Material provided
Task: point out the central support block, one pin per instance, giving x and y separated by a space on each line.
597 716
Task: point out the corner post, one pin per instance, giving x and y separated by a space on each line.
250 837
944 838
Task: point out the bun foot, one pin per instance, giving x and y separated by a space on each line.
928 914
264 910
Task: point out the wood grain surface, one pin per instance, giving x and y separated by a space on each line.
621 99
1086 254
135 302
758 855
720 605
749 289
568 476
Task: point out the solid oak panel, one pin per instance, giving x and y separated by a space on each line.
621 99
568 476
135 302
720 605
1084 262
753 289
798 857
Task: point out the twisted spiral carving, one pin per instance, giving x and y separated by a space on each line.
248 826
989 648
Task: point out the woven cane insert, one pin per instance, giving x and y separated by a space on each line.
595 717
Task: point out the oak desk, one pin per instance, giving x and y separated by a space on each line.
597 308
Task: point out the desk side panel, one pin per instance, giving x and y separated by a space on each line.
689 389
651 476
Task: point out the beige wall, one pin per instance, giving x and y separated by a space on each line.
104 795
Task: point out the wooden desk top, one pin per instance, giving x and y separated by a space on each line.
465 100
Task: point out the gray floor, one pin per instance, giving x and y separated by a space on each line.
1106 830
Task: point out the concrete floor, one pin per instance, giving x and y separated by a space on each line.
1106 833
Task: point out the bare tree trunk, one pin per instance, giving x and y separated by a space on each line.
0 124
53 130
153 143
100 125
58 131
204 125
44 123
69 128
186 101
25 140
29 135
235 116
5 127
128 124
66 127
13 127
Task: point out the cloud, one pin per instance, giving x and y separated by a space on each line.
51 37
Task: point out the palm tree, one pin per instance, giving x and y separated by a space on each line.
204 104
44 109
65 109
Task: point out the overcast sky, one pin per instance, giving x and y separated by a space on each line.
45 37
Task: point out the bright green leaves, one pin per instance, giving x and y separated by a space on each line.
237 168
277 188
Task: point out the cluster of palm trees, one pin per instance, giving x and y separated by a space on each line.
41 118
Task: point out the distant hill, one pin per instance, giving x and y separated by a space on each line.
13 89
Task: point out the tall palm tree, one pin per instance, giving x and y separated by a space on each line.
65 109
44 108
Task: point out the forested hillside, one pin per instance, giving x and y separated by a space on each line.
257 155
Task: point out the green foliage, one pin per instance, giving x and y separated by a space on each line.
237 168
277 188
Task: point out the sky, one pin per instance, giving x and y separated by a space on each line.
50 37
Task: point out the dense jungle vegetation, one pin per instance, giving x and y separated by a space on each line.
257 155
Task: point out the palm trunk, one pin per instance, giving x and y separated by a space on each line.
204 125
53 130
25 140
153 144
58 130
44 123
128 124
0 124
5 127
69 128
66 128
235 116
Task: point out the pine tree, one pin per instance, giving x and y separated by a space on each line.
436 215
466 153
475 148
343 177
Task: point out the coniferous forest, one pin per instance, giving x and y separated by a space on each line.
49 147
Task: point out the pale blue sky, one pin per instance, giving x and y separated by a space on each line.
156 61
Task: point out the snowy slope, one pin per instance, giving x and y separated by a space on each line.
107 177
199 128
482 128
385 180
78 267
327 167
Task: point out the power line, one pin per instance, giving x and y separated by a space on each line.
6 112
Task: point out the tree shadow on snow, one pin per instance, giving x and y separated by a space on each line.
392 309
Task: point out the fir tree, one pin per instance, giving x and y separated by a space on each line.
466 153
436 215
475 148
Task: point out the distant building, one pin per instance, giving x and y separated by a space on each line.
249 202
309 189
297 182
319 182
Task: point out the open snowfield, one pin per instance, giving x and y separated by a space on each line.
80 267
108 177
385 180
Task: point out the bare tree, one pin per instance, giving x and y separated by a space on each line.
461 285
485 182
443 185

Task instructions
Every line of the material above must be duplicated exactly.

Problem solution
Task: point out the central support block, one pin per instance, giving x and y separated by a space on each line.
597 716
Task: point out the corner post, one pin per instance, giving x and y separated by a space on each line.
250 837
944 838
Task: point out the bun foot, one pin per instance, giving x and y separated by a space on each line.
928 914
264 910
Task: point out the wood grain surface, one pin per instance, giving x and y separated by a space on each line.
621 99
1086 254
135 302
758 855
720 605
749 289
568 476
Task: point out the solid oak panel, one pin per instance, giving x and y separated by a space on each line.
621 99
568 476
135 302
720 605
1084 262
753 289
798 857
Task: point out the twisted spiral carving, one pin per instance, giving x and y separated by a space on each line.
248 826
989 648
Task: point out the woven cane insert, one pin per instance, giving x and y separated by a space on each line.
595 717
Task: point out the oak desk, one pin per instance, giving x and y separated by a space on each line.
597 308
Task: point out the desk side panel, one pin per instance, giving x and y separated by a space on each line.
689 389
651 476
Task: point out the beige wall, one pin per instance, giving x and y separated by a space on each line.
104 795
Task: point out the wooden desk top, one pin per instance, giving x and y separated by a space on each line.
465 100
Task: point out the gray floor, one pin per instance, giving x and y separated by a space on each line.
1106 830
Task: point out the concrete floor, one pin per instance, giving x and y separated by a space on each line.
1106 833
Task: point out the bare tree trunk, one pin per instance, giving x and y separated by a space on each line.
0 124
53 130
153 143
100 125
58 131
204 125
44 123
69 128
186 101
25 140
29 135
235 116
5 127
128 124
66 127
13 127
Task: point out the cloud, one pin per instance, giving x and y separated by a space on each line.
51 37
Task: point out the palm tree, one pin per instance, giving x and y separated by a space on each line.
204 104
44 109
65 109
Task: point out the overcast sky, one pin per instance, giving x and y separated by a space on each line.
45 37
Task: point out the bright green leaves, one pin per instance, giving x and y separated by a space on each line.
237 168
277 188
Task: point out the cluster of palm trees, one pin per instance, giving x and y separated by a space on each line.
41 118
Task: point out the distant hill, one pin per instance, giving x and y separated by a space on each line.
13 89
Task: point out the tall palm tree, one pin per instance, giving x and y separated by a space on each line.
65 109
44 108
Task: point out the forested hillside, one pin per instance, giving x and y separated by a space on each line.
257 155
Task: point out the green foliage, one pin per instance, giving x and y separated by a space on each line.
237 168
277 188
Task: point out the sky, one pin per instance, giving x and y separated by a space on each line.
50 37
Task: point out the dense jungle vegetation, one pin per instance, giving x and y separated by a space on each line.
257 155
Task: point out the palm trunk, one pin per instance, giving x and y separated by a space on each line.
204 125
53 130
25 140
153 144
58 130
44 123
128 124
0 124
5 127
69 128
66 128
235 116
Task: point out the pine tree, one pin per instance, giving x and y separated by a space on each line.
436 215
466 153
475 148
343 177
Task: point out the coniferous forest, one pin per instance, giving x and y separated by a space on each line.
49 147
Task: point out the pale blue sky, one pin per instance, giving x and y separated by a space on each line.
156 61
Task: point out the snowy slope, one pin per instance, giving x and y separated by a space on each line.
107 177
199 128
482 128
385 180
78 267
327 167
Task: point out the power line, one pin per instance, giving x and y separated by a space on each line.
6 112
Task: point out the tree shadow on snow, one pin per instance, giving x and y separated by a space on each line.
392 309
Task: point out the fir tree, one pin per instance, giving x and y separated by a space on each line.
466 153
436 215
475 148
Task: point out the distant building, one pin per instance, giving x and y separated by a space on each line.
249 202
309 189
297 182
319 182
Task: point out the open snowfield, one pin per instance, giving x and y separated by a space on each line.
80 267
108 177
385 180
Task: point out the bare tree, one pin per instance, giving x and y separated by a space on each line.
461 285
485 182
443 185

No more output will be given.